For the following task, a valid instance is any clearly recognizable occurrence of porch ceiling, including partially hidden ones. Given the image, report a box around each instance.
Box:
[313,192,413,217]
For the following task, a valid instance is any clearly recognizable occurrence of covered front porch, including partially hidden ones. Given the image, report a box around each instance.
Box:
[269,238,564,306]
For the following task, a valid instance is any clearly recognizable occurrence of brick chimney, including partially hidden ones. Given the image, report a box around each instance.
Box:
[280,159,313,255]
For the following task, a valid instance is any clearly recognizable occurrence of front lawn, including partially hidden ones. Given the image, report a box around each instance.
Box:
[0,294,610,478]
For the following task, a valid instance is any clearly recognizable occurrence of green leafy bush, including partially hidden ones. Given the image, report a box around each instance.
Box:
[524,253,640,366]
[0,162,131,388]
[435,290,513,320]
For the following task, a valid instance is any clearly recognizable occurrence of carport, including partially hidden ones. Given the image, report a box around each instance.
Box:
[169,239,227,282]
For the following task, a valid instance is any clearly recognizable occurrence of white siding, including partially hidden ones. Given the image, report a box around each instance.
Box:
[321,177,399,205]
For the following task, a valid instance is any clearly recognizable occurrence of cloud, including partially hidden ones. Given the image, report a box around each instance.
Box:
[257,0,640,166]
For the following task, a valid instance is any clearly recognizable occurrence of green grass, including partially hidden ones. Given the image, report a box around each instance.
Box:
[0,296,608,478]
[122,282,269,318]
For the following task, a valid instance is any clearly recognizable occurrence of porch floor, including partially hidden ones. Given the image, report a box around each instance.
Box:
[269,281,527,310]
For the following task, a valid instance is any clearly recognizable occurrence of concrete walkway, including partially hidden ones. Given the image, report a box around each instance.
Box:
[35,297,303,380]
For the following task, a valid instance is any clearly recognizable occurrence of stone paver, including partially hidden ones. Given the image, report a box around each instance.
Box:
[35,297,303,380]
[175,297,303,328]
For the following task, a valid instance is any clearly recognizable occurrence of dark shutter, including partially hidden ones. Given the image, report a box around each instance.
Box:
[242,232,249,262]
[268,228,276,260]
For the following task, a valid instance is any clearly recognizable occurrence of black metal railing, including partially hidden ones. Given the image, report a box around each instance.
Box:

• **The problem**
Copy everything from the line containing "occurrence of front" down to the line containing "[0,294,610,478]", changing "front lawn" to "side yard" and leaving the rest unaltered.

• **Correct response**
For the following task, a valid instance is any clearly recognizable occurrence of side yard, including partially hidden ones. Given the image, report a box around each instance.
Box:
[0,294,610,478]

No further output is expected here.